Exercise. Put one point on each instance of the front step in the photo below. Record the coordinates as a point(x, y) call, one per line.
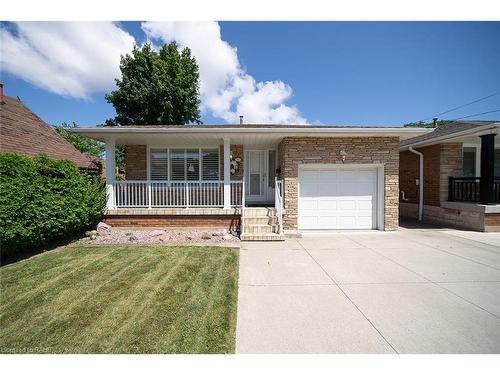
point(262, 237)
point(260, 224)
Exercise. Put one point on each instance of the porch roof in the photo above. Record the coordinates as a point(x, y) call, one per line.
point(247, 134)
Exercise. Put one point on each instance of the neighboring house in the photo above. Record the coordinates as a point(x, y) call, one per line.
point(23, 132)
point(461, 175)
point(263, 180)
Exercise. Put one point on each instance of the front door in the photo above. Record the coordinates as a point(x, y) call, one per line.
point(255, 177)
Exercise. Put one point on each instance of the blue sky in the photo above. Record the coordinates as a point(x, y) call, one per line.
point(366, 73)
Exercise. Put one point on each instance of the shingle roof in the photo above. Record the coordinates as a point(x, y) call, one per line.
point(445, 130)
point(23, 132)
point(259, 126)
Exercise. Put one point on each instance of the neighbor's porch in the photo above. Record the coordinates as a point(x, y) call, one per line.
point(480, 180)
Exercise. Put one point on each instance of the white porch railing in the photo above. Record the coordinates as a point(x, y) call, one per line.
point(278, 203)
point(148, 194)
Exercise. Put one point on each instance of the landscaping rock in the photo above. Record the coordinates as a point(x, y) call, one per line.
point(103, 226)
point(117, 236)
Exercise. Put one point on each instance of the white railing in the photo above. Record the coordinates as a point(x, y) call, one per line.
point(278, 203)
point(242, 220)
point(186, 194)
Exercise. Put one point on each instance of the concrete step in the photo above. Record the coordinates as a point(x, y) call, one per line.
point(263, 220)
point(262, 237)
point(259, 229)
point(259, 211)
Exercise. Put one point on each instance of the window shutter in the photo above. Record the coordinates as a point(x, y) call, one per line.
point(210, 164)
point(159, 164)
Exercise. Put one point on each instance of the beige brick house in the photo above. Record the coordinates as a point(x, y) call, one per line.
point(461, 176)
point(261, 180)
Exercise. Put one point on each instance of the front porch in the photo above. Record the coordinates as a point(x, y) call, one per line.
point(174, 184)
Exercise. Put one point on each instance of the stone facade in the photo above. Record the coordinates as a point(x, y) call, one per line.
point(451, 165)
point(136, 162)
point(294, 151)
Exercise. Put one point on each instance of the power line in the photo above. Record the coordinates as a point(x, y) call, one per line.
point(476, 114)
point(462, 106)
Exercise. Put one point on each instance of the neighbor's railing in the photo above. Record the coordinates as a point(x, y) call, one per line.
point(467, 189)
point(278, 203)
point(150, 194)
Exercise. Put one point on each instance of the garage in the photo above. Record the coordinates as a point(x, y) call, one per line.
point(338, 198)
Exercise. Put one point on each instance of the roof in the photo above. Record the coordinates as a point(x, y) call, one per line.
point(449, 131)
point(271, 133)
point(23, 132)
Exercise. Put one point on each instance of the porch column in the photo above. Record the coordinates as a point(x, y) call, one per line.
point(227, 174)
point(110, 172)
point(486, 191)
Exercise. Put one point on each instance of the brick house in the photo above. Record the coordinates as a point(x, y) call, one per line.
point(461, 176)
point(23, 132)
point(263, 180)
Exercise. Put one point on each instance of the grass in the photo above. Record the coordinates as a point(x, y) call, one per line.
point(121, 299)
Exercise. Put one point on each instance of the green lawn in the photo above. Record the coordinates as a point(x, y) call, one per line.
point(121, 299)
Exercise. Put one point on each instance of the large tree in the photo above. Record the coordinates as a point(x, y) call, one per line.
point(157, 87)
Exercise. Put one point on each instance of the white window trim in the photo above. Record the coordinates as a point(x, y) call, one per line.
point(200, 172)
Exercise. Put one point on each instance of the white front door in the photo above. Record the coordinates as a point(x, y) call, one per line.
point(337, 198)
point(255, 176)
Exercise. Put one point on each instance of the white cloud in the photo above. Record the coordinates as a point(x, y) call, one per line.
point(68, 58)
point(227, 90)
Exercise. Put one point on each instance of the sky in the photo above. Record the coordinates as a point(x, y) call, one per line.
point(340, 73)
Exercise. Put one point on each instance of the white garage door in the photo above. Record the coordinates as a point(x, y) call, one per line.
point(337, 199)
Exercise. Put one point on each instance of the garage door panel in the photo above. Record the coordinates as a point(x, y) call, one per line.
point(337, 199)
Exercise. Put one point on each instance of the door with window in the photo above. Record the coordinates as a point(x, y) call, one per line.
point(255, 177)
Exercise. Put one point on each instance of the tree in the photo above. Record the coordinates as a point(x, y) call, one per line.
point(422, 124)
point(157, 87)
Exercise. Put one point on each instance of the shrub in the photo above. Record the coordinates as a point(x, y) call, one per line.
point(42, 200)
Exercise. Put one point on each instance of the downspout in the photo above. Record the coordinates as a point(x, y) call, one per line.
point(421, 183)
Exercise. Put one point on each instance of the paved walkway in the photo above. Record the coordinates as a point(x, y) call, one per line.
point(410, 291)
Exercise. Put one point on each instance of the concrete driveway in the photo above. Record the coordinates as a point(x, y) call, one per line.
point(411, 291)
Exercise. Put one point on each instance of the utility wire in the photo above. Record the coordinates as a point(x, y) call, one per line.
point(462, 106)
point(476, 114)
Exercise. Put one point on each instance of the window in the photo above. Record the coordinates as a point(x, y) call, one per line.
point(272, 168)
point(497, 163)
point(210, 164)
point(159, 164)
point(177, 165)
point(184, 164)
point(193, 165)
point(469, 162)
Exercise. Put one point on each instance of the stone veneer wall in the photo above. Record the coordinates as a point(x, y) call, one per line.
point(451, 165)
point(409, 172)
point(294, 151)
point(136, 162)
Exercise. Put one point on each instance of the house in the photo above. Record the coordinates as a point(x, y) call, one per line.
point(461, 176)
point(263, 180)
point(23, 132)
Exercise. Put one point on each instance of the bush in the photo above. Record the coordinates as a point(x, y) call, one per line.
point(43, 200)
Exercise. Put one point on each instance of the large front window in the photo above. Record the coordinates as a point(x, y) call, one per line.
point(192, 164)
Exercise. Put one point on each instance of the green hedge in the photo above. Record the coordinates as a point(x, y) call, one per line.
point(43, 200)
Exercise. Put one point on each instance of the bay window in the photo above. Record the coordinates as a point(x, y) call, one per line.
point(193, 164)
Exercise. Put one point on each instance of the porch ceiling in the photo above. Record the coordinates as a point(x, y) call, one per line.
point(190, 136)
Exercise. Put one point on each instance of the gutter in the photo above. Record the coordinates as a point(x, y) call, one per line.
point(421, 184)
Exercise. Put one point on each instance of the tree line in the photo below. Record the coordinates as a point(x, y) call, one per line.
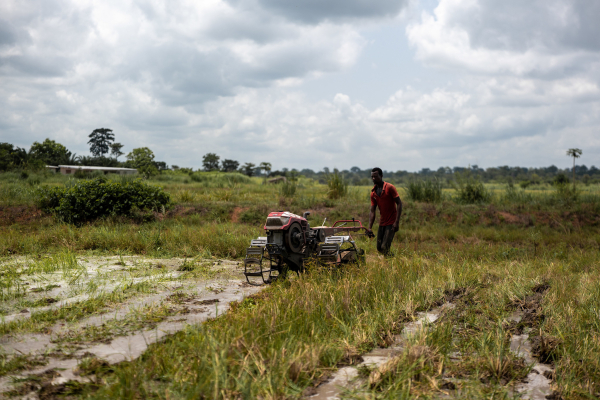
point(105, 152)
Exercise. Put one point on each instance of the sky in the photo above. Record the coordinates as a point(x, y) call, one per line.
point(399, 84)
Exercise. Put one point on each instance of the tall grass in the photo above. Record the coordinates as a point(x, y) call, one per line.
point(219, 179)
point(277, 344)
point(470, 190)
point(337, 186)
point(427, 191)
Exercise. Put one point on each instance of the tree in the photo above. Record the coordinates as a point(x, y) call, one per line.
point(210, 162)
point(248, 169)
point(115, 150)
point(11, 157)
point(143, 159)
point(266, 167)
point(100, 141)
point(575, 153)
point(51, 153)
point(229, 165)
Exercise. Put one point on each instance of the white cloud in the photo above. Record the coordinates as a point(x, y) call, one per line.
point(186, 78)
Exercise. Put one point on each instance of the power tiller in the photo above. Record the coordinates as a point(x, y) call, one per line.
point(290, 242)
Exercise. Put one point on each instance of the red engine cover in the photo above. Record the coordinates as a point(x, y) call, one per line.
point(282, 220)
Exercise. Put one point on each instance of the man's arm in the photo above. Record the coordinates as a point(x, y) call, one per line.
point(398, 213)
point(372, 217)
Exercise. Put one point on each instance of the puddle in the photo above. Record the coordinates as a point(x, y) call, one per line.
point(104, 277)
point(200, 299)
point(347, 377)
point(536, 386)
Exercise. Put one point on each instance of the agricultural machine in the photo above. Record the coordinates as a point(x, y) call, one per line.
point(290, 242)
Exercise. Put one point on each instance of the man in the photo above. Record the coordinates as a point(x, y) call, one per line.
point(385, 196)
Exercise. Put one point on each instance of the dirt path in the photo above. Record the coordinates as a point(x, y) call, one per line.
point(347, 378)
point(175, 293)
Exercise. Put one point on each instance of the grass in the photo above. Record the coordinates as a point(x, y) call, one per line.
point(490, 258)
point(295, 333)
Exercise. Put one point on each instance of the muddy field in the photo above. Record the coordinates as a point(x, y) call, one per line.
point(65, 316)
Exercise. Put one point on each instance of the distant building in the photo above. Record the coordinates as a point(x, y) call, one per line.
point(71, 169)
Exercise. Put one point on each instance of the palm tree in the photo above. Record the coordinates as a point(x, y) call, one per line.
point(265, 166)
point(575, 153)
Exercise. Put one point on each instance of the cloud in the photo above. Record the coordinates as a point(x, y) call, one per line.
point(316, 11)
point(538, 38)
point(186, 78)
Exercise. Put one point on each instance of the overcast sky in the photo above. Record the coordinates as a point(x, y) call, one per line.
point(400, 84)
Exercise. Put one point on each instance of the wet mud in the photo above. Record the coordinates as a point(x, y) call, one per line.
point(349, 377)
point(535, 350)
point(63, 348)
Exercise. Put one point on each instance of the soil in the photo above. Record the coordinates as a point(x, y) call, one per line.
point(62, 349)
point(19, 215)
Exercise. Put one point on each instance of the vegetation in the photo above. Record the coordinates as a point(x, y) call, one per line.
point(532, 250)
point(470, 189)
point(427, 191)
point(337, 185)
point(91, 199)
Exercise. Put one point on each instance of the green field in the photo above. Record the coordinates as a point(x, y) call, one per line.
point(533, 252)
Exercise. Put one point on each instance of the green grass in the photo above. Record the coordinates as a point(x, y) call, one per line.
point(296, 332)
point(293, 334)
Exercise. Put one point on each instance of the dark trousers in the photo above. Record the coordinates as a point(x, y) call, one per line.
point(385, 235)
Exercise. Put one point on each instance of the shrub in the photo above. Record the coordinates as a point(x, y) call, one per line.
point(514, 195)
point(560, 179)
point(429, 191)
point(288, 189)
point(219, 179)
point(566, 192)
point(87, 200)
point(471, 190)
point(337, 185)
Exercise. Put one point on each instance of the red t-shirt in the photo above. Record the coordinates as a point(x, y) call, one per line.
point(386, 202)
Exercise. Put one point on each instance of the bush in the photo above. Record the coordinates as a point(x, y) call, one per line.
point(471, 190)
point(514, 195)
point(219, 179)
point(566, 193)
point(429, 191)
point(288, 189)
point(338, 187)
point(560, 179)
point(87, 200)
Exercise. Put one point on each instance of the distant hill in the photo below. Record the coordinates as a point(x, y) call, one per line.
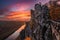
point(8, 27)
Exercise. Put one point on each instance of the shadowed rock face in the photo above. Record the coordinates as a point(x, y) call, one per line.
point(8, 27)
point(55, 11)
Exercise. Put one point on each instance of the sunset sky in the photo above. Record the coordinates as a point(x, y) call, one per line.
point(17, 10)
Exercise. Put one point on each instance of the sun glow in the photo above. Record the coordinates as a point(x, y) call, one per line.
point(20, 16)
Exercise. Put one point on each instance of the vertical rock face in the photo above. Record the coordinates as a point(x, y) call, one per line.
point(42, 28)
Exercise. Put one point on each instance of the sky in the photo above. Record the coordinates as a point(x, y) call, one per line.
point(10, 8)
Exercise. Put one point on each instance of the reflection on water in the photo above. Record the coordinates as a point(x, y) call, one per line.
point(16, 33)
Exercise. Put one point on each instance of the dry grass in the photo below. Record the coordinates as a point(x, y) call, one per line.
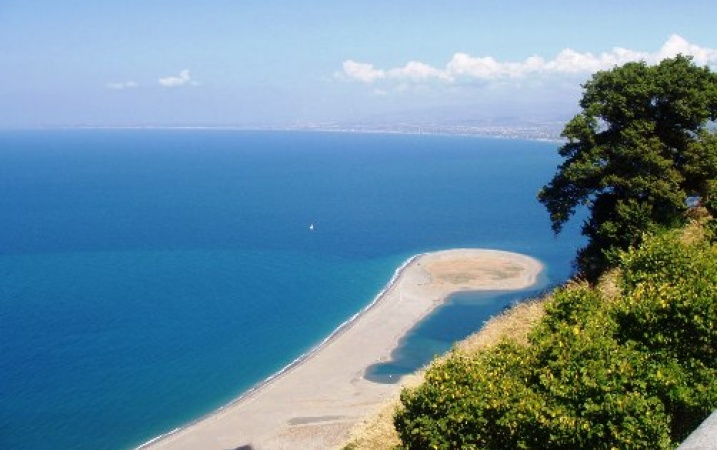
point(376, 432)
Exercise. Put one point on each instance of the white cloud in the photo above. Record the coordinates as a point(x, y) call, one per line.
point(362, 72)
point(118, 86)
point(176, 81)
point(463, 66)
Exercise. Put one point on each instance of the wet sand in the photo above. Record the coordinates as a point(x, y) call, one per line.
point(315, 403)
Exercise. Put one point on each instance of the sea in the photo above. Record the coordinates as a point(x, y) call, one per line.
point(151, 276)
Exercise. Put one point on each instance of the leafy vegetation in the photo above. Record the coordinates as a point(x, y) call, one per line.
point(637, 151)
point(633, 366)
point(635, 371)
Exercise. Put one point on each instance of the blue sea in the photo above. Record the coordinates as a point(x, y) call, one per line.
point(148, 277)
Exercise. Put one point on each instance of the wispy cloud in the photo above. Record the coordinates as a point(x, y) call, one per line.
point(118, 86)
point(176, 81)
point(465, 67)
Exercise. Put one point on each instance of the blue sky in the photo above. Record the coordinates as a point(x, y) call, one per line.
point(255, 63)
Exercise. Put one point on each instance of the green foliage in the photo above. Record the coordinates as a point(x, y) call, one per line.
point(636, 372)
point(634, 154)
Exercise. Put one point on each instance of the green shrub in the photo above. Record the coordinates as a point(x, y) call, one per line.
point(636, 372)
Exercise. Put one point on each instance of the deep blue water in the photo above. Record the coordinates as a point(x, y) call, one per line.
point(149, 276)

(WRITTEN REQUEST) With the pictures left out, please output each line from the one containing "Exercise. Put one point on each instance of the reflection" through the end of the entries, exactly as it is.

(EXERCISE RESPONSE)
Exercise. Put one point on each instance of the reflection on water in the photo above. Record the coordinates as a point(x, y) call, one per line.
point(16, 33)
Exercise. Put one point on each instance of the dry grass in the photo below. Record the coordinates as a point(x, y) call, one per line.
point(376, 432)
Exercise. Put one point on each instance of the white cloud in the photo above. Record the coordinates as a point(x, y) call, one per line.
point(362, 72)
point(118, 86)
point(176, 81)
point(463, 66)
Exercise. Put one point on each instance of the wet sand in the photo above. Record the coordinates as a point(x, y) call, one per line.
point(315, 403)
Exercise. Put one point on each instance of the sea in the photo above. Record the coordinates as a point(x, y) call, one per line.
point(151, 276)
Exercise. Put one point on each instance of the leafy vegetation in the photo above. Record the coordinates as a point(x, y) call, one per line.
point(637, 151)
point(633, 366)
point(635, 371)
Exercise. Put one point on each instance of the blue sea in the photo above. Record the coordinates as a point(x, y) call, one per line.
point(148, 277)
Exercise. Put one point on each instance of the wispy cloud in the photo above. Record the coordinates as a point(x, y) call, one per line.
point(118, 86)
point(176, 81)
point(465, 67)
Exercise. Put one point on each instance of the blue sky in the photo above. Record the coordinates as a point(x, y) call, one per line.
point(255, 63)
Exercise. Put one point on each instance of the green foliage in the photo above. Record the coordinates as a point(x, y) call, one per line.
point(636, 372)
point(634, 154)
Exercise. Put one point on each instance of the green shrub in the photo above. Record the coordinates as a point(x, y) call, one per line.
point(636, 372)
Exercise. Put one point on each instance of the deep blue water in the photo above. Record the coordinates as a point(x, y) call, one per line.
point(149, 276)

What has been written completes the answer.